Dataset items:
-- start --

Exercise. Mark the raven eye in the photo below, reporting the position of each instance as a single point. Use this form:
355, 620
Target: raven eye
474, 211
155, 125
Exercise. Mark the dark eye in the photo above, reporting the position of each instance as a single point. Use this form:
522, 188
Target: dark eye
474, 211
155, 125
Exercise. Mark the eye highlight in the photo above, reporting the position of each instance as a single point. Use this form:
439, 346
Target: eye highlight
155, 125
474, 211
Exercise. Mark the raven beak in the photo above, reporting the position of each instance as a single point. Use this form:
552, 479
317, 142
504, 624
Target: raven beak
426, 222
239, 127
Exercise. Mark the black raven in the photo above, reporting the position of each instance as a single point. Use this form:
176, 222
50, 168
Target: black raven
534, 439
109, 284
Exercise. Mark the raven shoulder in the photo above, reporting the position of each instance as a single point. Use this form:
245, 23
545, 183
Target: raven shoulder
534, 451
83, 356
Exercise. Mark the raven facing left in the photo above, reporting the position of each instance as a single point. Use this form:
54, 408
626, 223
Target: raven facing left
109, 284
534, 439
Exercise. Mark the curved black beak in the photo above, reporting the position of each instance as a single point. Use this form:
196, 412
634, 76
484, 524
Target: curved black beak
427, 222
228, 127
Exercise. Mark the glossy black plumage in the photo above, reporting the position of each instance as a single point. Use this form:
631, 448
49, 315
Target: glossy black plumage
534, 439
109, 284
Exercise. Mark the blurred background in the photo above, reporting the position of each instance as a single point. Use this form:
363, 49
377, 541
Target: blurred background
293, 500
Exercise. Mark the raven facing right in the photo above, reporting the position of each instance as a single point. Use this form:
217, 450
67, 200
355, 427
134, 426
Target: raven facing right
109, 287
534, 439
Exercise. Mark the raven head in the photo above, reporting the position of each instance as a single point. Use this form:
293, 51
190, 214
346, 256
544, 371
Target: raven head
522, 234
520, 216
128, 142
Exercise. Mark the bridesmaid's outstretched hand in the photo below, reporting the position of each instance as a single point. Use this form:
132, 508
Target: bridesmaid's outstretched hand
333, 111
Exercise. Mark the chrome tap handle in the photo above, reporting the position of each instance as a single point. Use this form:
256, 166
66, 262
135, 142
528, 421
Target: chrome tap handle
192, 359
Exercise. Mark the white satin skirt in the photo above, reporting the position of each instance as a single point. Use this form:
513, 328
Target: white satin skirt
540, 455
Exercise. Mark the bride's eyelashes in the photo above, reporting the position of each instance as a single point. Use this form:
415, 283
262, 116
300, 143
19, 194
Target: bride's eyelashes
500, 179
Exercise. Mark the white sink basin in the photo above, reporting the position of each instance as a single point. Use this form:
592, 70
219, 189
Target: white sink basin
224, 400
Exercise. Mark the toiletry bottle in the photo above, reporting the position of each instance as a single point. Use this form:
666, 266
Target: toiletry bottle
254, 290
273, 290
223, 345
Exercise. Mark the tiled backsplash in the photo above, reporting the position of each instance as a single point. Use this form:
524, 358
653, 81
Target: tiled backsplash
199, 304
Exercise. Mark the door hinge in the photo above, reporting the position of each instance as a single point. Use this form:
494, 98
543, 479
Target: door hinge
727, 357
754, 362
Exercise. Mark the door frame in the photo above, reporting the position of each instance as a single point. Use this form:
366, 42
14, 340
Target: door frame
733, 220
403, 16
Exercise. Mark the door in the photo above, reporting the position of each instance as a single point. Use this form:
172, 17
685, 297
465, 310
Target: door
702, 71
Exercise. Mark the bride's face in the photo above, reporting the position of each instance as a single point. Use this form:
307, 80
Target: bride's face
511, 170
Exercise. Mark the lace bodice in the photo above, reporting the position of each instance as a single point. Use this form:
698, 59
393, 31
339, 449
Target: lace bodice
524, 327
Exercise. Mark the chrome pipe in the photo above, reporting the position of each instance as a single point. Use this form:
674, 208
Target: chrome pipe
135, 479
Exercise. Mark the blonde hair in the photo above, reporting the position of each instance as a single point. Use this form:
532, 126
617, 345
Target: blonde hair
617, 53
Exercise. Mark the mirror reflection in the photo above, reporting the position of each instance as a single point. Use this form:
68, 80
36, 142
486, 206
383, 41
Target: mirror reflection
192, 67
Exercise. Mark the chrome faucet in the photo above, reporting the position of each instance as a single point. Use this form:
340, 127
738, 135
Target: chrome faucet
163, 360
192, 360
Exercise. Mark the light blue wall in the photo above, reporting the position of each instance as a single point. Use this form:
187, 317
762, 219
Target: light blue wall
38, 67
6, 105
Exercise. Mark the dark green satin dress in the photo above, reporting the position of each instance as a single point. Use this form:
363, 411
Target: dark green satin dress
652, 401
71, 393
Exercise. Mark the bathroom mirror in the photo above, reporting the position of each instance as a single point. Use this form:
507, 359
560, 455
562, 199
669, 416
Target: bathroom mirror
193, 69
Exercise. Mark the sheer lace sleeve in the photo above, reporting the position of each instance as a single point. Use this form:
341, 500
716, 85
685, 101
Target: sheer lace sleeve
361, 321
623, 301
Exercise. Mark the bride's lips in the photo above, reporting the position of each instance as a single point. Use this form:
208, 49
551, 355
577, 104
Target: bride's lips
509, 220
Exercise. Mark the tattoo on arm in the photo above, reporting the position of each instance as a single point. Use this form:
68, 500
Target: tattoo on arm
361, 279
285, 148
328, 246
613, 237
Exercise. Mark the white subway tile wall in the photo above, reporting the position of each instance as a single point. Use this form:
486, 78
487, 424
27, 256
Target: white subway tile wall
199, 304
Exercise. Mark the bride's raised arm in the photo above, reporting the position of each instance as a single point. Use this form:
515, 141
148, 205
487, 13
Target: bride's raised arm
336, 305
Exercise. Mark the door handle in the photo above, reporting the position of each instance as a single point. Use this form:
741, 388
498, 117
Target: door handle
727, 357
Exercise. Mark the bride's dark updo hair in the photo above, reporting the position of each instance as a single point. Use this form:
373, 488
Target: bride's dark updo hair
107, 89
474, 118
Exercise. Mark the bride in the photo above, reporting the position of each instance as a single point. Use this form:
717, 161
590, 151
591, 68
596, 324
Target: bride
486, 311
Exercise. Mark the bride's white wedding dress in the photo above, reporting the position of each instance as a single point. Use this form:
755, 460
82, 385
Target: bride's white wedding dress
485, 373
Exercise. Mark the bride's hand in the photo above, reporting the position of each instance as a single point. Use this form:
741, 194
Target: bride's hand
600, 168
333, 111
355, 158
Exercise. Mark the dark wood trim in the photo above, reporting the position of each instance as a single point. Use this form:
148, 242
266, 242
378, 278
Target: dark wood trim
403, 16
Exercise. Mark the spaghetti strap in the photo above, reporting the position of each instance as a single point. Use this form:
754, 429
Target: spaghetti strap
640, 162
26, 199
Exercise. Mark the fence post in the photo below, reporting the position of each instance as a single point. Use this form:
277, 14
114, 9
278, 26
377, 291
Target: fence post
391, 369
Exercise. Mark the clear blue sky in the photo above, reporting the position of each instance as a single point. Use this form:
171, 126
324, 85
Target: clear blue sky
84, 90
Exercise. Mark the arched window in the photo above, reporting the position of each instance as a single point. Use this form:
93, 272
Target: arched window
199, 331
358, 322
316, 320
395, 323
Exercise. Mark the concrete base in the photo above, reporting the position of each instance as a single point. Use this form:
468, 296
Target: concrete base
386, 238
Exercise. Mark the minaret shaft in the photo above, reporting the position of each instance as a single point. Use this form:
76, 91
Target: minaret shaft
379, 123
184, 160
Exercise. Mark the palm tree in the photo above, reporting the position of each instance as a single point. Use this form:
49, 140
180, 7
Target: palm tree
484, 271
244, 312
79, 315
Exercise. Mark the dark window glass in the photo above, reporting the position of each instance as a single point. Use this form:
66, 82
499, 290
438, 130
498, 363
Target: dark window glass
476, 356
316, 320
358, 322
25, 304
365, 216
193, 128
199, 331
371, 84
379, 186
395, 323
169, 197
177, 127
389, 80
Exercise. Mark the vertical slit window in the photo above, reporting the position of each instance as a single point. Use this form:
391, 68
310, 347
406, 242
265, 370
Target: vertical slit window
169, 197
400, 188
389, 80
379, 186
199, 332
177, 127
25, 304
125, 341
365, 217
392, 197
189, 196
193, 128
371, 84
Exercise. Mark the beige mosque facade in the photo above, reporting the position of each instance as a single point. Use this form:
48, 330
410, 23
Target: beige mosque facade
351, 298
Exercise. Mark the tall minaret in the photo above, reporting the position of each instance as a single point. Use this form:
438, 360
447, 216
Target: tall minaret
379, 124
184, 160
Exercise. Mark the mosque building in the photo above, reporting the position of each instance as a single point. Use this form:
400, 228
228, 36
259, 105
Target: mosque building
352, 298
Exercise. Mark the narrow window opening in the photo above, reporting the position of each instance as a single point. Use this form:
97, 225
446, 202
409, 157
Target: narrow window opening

-- end --

## Task prompt
Reproduce the stretch of items from the line containing "Exercise. Mark the mosque" through the end of the items, with every line exactly as it stands.

## Correct response
Exercise. Mark the mosque building in the photo above, reporting the position of each instance as a single point. Use this form:
400, 228
228, 36
259, 105
Target: mosque building
352, 298
Exercise. Mark the narrow window opening in the photo above, reporting the position of each instance as a single point. Use this form:
97, 225
446, 202
409, 157
Target: narrow window opening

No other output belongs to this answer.